-- Start RECORDS SUPPLIED --
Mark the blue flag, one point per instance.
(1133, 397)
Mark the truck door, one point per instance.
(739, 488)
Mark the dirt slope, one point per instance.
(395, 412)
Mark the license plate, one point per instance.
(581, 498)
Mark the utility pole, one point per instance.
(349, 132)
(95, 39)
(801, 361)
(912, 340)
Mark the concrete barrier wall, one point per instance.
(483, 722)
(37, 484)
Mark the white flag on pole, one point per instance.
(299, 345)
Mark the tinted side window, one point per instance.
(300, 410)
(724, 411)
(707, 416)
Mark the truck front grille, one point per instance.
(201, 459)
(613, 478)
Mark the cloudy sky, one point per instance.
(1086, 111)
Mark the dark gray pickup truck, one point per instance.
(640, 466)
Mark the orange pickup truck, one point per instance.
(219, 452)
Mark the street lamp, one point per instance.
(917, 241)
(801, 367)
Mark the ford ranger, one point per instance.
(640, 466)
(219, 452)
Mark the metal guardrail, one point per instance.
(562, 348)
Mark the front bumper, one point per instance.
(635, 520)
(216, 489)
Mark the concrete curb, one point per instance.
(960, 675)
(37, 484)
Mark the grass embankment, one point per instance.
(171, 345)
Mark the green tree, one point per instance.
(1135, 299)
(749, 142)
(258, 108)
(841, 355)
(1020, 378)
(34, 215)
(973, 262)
-- End RECORDS SUPPLIED --
* **YOUR GOAL**
Exactly as written above, please repeat the entries.

* **TASK OUTPUT**
Mark the blue flag, one point per instance.
(1133, 397)
Mark the truck door, one point per instance.
(739, 488)
Mark the dirt slope, one point per instance.
(395, 412)
Mark the license plate, one point per instance.
(581, 498)
Mark the utility pole, one point per instance.
(349, 132)
(95, 39)
(801, 361)
(912, 340)
Mark the concrete barrier wall, one point per instance.
(483, 722)
(37, 484)
Mark the white flag on pole, one point per instance.
(299, 345)
Mark the tinted side window, one point per instance.
(300, 410)
(724, 411)
(707, 416)
Mark the truck front grille, one point per instance.
(201, 459)
(613, 478)
Mark the cloudy sky, one point per instance.
(1086, 111)
Mark the dark gray pickup truck, one point per instance.
(640, 466)
Mark the orange pickup truck, one point per instance.
(219, 452)
Mark the street lamp, one point per instance.
(917, 241)
(801, 367)
Mark the ford ranger, one point per instance.
(640, 466)
(219, 452)
Mark the metal guardrail, one point per instance.
(562, 348)
Mark the front bumper, one point per instance.
(635, 520)
(216, 489)
Mark the concrete curb, one point per instance.
(960, 675)
(37, 484)
Mark the grass embankment, one point per instance.
(171, 345)
Mark the green tree, one point per instance.
(1135, 299)
(749, 142)
(258, 108)
(841, 355)
(1020, 378)
(34, 215)
(973, 262)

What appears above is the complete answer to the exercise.